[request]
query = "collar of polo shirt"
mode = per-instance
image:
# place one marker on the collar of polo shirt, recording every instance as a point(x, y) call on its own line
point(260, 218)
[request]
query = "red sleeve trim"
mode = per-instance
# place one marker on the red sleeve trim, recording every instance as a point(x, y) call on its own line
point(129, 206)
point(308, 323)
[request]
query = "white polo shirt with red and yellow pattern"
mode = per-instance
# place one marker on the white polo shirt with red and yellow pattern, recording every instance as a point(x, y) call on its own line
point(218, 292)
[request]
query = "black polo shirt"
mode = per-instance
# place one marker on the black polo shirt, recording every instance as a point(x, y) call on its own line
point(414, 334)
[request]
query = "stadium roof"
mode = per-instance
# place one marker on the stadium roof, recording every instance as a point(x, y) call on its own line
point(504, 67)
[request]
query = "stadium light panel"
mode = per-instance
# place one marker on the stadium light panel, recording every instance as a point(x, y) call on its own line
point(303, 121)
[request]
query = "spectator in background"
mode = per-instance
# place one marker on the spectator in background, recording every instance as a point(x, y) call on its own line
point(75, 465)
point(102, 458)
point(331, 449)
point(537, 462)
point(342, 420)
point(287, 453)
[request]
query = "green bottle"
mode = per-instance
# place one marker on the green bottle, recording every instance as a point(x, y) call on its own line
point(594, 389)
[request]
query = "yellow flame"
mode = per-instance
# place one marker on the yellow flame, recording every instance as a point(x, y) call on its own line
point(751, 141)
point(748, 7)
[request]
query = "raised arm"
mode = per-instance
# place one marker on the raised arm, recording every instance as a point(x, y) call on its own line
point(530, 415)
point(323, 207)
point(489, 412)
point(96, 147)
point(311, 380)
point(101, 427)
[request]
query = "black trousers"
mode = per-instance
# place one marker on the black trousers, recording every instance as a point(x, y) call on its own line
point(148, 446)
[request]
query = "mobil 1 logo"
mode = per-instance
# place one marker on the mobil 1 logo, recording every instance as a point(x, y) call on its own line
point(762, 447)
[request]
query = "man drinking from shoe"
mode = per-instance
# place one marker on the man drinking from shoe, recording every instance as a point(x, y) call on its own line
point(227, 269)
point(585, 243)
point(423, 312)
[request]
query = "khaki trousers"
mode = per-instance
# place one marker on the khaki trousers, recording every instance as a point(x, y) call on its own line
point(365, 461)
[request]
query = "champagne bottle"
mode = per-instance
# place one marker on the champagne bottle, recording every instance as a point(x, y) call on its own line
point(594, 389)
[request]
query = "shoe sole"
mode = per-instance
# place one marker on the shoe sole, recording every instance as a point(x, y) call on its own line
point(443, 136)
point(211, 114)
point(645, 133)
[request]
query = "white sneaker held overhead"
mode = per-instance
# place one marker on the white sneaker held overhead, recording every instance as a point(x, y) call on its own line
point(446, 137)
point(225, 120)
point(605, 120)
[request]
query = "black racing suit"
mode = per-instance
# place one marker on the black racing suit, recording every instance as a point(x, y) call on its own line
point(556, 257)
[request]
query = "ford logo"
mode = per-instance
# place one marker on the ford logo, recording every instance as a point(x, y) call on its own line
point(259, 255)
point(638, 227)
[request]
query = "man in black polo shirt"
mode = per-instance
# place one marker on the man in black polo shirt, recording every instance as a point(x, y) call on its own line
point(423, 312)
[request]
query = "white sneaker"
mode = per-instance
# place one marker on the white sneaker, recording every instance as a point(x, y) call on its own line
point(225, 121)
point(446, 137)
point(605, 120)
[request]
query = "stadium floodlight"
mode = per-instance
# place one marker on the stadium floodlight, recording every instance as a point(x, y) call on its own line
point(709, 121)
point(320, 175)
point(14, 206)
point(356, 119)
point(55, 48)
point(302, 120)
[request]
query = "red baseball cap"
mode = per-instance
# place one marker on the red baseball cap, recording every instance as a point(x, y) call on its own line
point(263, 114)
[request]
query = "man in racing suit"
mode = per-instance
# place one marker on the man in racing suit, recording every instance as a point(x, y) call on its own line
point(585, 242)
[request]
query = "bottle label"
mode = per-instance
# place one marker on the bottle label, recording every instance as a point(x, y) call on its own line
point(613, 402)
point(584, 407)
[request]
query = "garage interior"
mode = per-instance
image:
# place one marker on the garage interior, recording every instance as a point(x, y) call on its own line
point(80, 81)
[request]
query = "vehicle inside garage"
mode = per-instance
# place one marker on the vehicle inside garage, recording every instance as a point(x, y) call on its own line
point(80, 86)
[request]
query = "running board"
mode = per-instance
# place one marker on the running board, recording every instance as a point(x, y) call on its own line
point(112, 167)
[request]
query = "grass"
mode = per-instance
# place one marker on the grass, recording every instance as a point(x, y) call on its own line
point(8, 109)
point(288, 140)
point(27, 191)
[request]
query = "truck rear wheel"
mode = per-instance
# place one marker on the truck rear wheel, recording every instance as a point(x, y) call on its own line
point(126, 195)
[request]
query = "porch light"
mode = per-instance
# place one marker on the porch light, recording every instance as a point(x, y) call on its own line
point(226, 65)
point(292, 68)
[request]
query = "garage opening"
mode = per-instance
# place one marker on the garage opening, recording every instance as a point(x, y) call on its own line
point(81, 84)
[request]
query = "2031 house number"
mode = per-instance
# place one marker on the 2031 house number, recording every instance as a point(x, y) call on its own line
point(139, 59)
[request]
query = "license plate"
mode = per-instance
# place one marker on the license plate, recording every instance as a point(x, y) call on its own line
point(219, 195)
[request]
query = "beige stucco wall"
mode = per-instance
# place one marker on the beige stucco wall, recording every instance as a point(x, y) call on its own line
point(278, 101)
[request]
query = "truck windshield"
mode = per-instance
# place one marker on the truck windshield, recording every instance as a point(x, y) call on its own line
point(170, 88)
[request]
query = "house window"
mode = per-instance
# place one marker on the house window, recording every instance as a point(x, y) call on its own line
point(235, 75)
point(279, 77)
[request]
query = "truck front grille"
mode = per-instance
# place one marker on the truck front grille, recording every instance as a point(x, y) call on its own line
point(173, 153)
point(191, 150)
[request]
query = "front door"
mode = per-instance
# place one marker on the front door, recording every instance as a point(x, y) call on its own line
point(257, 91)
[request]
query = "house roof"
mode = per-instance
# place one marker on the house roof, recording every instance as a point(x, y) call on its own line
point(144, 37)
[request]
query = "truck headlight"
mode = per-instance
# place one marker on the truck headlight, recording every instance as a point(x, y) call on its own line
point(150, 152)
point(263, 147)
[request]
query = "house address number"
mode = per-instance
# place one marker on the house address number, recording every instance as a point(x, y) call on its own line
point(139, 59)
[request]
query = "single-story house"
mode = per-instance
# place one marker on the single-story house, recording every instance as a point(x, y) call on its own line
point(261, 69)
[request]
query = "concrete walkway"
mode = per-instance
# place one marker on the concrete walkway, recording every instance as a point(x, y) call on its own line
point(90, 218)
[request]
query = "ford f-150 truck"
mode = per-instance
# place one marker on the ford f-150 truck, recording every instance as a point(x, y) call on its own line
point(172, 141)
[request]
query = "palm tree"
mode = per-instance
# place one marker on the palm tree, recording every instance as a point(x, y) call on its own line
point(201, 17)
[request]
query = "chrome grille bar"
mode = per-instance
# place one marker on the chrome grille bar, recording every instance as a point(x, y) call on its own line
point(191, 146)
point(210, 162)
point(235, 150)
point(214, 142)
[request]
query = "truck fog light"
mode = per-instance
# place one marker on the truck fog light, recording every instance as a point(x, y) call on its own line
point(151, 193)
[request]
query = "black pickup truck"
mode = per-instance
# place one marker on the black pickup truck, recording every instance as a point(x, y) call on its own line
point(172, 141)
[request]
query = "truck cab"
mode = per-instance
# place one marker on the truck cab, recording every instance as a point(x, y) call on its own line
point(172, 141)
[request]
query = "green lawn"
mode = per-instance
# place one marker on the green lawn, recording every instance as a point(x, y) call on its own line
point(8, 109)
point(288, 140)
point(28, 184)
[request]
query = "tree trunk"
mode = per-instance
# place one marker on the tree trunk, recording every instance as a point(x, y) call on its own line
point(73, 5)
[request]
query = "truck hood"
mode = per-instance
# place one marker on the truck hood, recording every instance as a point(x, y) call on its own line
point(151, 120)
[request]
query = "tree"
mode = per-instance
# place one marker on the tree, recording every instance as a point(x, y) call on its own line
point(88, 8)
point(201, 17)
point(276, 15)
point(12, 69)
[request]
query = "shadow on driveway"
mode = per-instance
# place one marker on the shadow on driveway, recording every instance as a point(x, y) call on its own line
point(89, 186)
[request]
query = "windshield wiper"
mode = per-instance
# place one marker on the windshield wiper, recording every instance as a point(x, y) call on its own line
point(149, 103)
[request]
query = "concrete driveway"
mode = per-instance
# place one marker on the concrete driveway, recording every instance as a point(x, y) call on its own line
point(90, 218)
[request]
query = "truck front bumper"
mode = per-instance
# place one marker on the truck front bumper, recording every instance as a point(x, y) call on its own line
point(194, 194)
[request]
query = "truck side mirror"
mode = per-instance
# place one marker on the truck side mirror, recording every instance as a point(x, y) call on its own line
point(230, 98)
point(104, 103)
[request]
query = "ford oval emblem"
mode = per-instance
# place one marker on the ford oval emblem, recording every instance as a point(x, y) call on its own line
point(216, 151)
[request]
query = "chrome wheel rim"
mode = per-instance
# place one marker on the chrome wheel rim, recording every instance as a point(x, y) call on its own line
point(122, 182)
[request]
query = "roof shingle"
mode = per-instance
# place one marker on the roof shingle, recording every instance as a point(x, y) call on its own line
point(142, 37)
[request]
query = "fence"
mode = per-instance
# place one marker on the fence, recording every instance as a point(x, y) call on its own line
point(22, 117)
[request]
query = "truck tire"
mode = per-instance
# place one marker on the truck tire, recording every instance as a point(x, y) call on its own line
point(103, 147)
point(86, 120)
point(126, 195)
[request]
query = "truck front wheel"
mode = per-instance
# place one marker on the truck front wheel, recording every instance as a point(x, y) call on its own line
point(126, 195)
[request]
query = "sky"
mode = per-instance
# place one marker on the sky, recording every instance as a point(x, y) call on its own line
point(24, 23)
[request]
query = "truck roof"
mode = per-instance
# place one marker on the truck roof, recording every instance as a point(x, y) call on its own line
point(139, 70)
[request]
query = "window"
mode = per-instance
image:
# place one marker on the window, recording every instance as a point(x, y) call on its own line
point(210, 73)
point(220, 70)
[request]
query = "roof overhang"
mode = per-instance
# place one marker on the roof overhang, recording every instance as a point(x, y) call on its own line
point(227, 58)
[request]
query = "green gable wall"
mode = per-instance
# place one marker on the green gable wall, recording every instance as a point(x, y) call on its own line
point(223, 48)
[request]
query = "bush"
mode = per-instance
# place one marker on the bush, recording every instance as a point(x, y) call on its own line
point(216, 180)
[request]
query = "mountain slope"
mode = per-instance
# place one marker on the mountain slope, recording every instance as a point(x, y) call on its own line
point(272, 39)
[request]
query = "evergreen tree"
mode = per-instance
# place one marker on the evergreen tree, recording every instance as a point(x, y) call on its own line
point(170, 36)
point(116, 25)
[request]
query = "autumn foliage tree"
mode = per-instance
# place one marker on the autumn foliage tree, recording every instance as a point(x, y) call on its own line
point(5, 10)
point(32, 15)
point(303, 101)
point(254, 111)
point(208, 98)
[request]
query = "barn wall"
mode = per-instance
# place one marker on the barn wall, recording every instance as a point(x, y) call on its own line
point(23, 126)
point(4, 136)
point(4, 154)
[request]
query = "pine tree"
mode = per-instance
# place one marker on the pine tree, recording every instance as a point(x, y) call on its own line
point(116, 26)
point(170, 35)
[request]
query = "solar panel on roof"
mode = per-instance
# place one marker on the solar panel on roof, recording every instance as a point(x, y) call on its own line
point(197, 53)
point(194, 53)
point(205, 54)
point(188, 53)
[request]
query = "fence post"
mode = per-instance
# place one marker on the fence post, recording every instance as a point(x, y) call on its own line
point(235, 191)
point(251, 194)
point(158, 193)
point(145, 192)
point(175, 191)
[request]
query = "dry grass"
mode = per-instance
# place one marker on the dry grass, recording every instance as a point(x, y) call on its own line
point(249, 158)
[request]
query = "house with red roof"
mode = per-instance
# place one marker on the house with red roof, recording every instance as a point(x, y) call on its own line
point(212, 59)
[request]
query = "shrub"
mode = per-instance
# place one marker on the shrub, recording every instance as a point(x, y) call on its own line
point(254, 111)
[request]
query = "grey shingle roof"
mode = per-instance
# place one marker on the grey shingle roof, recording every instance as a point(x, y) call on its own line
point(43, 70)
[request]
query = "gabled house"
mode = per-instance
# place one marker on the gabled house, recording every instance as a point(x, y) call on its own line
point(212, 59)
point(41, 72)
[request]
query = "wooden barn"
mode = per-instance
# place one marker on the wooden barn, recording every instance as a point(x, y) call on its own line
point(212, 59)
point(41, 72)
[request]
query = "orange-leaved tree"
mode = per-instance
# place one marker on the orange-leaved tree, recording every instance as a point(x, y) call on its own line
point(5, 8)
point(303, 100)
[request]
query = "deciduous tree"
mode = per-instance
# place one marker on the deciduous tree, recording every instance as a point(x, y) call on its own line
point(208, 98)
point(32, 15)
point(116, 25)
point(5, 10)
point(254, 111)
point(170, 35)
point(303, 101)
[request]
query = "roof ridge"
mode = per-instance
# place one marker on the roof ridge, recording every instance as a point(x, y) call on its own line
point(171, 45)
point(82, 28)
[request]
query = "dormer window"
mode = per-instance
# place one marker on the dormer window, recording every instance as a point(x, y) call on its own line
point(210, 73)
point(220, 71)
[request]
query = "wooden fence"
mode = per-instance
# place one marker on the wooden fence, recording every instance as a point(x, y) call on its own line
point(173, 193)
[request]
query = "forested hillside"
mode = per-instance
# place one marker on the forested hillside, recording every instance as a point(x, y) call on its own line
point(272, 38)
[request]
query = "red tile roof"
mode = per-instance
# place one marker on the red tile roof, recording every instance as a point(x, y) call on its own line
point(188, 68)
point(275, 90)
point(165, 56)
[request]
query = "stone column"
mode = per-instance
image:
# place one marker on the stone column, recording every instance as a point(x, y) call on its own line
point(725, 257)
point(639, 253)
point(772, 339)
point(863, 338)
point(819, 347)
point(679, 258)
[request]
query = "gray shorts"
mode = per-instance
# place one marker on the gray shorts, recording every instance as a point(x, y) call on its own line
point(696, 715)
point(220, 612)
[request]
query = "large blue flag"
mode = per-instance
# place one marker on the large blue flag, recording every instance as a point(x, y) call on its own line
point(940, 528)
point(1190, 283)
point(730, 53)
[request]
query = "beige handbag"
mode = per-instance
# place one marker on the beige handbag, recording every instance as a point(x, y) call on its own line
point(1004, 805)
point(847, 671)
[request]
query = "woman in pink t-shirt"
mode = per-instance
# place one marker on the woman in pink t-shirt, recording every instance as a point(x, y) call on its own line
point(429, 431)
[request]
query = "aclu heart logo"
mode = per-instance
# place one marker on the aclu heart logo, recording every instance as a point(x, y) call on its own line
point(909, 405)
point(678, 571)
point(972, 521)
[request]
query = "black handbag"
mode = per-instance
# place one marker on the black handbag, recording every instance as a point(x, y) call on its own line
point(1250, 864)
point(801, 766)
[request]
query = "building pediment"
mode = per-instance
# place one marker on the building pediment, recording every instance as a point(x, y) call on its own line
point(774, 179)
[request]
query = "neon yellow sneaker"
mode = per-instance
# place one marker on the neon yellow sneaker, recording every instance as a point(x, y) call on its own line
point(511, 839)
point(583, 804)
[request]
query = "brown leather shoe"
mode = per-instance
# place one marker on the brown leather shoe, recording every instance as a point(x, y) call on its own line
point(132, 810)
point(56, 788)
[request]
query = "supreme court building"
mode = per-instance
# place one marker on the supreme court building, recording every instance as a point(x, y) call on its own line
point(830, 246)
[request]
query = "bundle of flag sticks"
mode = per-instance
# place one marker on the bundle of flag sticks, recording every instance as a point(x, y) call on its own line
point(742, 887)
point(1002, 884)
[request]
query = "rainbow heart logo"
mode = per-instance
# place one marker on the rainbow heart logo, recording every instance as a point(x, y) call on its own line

******

• [Prompt]: Retype the rows from the start through the line containing "point(504, 67)", copying each line exactly as it appears, that line included.

• [Expected answer]:
[request]
query = "collar of polo shirt"
mode = per-instance
image:
# place one marker on the collar of polo shirt, recording every instance as a point(x, y) call on its own line
point(260, 218)
[request]
query = "red sleeve trim"
mode = per-instance
# place one marker on the red sleeve trim, recording every instance as a point(x, y) call on its own line
point(129, 206)
point(308, 323)
[request]
query = "white polo shirt with red and yellow pattern"
mode = per-instance
# place one marker on the white polo shirt with red and yellow pattern, recording every instance as a point(x, y) call on its own line
point(218, 292)
[request]
query = "black polo shirt"
mode = per-instance
# place one marker on the black polo shirt, recording every instance as a point(x, y) call on its own line
point(414, 334)
[request]
query = "stadium roof"
mode = per-instance
# place one marker on the stadium roof, recording every instance as a point(x, y) call on its own line
point(504, 67)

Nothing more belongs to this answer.